Supplied records —

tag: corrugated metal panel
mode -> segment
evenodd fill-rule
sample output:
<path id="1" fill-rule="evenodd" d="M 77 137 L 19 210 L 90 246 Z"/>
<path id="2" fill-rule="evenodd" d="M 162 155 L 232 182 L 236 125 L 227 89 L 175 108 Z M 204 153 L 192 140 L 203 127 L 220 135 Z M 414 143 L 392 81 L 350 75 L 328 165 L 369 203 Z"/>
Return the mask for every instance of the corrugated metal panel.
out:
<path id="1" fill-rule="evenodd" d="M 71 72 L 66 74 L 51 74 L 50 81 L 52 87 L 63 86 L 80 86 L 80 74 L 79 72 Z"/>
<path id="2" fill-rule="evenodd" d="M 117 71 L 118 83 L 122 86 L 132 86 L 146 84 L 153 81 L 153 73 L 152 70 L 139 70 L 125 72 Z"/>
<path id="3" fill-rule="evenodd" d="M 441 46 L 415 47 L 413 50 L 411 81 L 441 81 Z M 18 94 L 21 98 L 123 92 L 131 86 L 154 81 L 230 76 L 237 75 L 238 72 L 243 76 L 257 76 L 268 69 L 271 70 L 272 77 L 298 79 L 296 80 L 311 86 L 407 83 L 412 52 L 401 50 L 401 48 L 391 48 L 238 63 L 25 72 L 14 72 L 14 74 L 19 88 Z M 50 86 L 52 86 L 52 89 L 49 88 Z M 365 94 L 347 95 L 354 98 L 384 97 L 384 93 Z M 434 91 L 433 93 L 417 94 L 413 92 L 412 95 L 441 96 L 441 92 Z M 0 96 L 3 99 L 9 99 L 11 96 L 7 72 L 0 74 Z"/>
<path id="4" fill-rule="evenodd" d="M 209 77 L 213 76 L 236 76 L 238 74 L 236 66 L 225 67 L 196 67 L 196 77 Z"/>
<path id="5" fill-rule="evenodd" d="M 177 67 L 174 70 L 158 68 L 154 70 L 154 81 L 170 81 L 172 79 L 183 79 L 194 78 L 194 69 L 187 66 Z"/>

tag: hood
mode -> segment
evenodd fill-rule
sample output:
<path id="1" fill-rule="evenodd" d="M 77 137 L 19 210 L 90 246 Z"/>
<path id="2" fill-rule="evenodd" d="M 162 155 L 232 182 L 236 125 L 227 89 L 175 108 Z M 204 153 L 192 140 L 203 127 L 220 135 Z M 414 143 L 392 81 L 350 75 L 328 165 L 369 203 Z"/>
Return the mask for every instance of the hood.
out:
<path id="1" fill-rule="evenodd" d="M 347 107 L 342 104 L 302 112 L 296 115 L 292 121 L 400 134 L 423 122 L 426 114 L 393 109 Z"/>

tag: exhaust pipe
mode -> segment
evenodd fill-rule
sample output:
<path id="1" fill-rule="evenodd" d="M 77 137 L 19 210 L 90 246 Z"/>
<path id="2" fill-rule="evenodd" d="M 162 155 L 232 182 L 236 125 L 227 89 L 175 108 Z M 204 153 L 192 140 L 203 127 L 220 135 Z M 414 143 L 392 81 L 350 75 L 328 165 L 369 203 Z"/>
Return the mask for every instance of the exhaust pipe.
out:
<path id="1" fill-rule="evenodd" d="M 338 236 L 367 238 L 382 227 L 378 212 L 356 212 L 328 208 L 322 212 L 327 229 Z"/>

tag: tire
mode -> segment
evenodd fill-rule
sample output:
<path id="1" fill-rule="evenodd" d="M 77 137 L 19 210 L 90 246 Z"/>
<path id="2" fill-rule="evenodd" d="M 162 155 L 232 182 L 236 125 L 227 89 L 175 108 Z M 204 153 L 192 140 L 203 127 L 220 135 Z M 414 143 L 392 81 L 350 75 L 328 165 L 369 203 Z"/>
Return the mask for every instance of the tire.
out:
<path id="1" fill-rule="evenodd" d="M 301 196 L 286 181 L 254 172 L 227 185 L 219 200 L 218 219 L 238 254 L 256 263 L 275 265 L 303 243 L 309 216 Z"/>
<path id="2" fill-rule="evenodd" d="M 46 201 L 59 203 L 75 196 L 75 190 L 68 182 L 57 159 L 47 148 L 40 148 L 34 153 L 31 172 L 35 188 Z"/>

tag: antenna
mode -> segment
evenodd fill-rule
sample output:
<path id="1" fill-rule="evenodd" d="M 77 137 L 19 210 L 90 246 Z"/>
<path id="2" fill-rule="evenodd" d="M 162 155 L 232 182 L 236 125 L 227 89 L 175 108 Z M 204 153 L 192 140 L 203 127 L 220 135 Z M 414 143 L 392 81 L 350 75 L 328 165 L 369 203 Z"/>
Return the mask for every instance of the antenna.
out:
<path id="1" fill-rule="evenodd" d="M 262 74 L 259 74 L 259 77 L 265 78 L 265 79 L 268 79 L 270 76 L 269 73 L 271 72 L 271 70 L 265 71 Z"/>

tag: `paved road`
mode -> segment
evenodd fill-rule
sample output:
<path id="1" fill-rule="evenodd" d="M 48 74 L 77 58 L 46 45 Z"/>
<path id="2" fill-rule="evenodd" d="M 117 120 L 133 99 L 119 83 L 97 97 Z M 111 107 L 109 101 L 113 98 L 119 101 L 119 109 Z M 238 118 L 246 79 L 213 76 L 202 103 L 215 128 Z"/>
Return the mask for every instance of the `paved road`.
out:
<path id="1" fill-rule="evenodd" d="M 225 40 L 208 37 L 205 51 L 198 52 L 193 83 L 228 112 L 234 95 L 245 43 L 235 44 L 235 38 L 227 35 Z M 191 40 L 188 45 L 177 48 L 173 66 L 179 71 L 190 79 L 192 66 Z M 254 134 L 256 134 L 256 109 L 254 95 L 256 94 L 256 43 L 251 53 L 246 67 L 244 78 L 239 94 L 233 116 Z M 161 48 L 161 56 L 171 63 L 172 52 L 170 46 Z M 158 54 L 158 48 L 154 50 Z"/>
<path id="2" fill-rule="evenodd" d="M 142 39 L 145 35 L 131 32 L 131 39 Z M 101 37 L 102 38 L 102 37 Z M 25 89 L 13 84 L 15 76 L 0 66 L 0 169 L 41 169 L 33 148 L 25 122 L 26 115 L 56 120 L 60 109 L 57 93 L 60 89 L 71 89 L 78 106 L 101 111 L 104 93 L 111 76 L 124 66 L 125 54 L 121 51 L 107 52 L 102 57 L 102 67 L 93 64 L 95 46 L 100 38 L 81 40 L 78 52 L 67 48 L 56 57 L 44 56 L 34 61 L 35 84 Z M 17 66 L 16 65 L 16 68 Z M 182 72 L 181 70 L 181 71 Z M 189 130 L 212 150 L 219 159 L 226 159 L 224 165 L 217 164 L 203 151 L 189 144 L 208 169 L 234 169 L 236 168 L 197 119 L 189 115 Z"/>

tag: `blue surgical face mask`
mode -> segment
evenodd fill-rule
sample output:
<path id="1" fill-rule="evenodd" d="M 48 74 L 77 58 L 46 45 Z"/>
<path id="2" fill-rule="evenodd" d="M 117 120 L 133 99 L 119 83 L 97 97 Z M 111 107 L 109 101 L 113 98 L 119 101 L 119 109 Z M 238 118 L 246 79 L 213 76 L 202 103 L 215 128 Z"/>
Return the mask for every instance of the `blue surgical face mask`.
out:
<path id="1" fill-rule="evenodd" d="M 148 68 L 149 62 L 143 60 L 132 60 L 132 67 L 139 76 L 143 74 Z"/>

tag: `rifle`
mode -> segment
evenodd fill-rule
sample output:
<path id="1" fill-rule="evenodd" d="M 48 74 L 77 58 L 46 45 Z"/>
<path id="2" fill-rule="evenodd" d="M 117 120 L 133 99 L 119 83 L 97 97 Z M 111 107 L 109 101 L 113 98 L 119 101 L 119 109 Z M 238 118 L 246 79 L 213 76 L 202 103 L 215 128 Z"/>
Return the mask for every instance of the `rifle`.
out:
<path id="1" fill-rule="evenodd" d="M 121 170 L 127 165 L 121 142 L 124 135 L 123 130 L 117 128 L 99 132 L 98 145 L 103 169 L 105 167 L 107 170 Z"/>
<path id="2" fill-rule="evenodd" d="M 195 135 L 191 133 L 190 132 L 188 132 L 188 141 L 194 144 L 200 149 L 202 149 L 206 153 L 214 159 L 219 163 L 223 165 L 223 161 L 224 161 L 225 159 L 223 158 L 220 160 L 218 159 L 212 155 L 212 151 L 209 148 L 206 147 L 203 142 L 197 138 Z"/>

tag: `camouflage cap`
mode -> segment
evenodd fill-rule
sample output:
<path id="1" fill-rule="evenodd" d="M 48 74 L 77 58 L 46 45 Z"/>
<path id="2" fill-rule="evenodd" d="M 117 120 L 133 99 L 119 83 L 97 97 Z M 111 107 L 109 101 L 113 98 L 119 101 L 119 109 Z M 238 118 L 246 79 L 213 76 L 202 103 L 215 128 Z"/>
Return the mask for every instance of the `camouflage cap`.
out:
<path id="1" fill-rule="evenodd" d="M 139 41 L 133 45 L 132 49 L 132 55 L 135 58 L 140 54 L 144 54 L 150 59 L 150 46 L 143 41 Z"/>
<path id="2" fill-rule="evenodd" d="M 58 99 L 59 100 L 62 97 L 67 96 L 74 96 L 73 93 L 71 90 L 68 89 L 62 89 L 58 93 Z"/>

To be done — Please reproduce every line from the start of the records through the line that contains "177 67 L 174", both included, character for character.

Problem solution —
tag: corrugated metal panel
mode -> segment
evenodd fill-rule
sample output:
<path id="1" fill-rule="evenodd" d="M 77 137 L 19 210 L 90 246 Z"/>
<path id="2" fill-rule="evenodd" d="M 162 155 L 232 182 L 236 125 L 227 89 L 175 108 Z M 204 153 L 192 140 L 203 127 L 220 135 Z M 414 143 L 392 81 L 350 75 L 328 165 L 369 203 Z"/>
Return the mask for every instance of the corrugated metal panel.
out:
<path id="1" fill-rule="evenodd" d="M 71 72 L 66 74 L 51 74 L 50 81 L 52 87 L 63 86 L 80 86 L 80 74 L 79 72 Z"/>
<path id="2" fill-rule="evenodd" d="M 117 71 L 118 83 L 122 86 L 132 86 L 146 84 L 153 81 L 153 73 L 152 70 L 139 70 L 125 72 Z"/>
<path id="3" fill-rule="evenodd" d="M 441 46 L 415 47 L 413 50 L 411 81 L 441 81 Z M 18 94 L 21 98 L 123 92 L 131 86 L 154 81 L 230 76 L 237 75 L 238 72 L 243 76 L 257 76 L 268 69 L 271 70 L 272 77 L 298 79 L 296 80 L 311 86 L 407 83 L 412 52 L 401 50 L 401 48 L 391 48 L 238 63 L 25 72 L 14 72 L 14 74 L 19 88 Z M 50 86 L 52 86 L 52 89 L 49 88 Z M 365 94 L 347 95 L 354 98 L 384 97 L 384 93 Z M 434 91 L 433 93 L 417 94 L 413 92 L 412 95 L 441 96 L 441 92 Z M 0 96 L 3 99 L 9 99 L 11 96 L 7 72 L 0 74 Z"/>
<path id="4" fill-rule="evenodd" d="M 209 77 L 213 76 L 236 76 L 238 74 L 236 66 L 225 67 L 196 67 L 196 77 Z"/>
<path id="5" fill-rule="evenodd" d="M 177 67 L 174 70 L 158 68 L 154 70 L 154 81 L 170 81 L 172 79 L 183 79 L 194 78 L 194 69 L 187 66 Z"/>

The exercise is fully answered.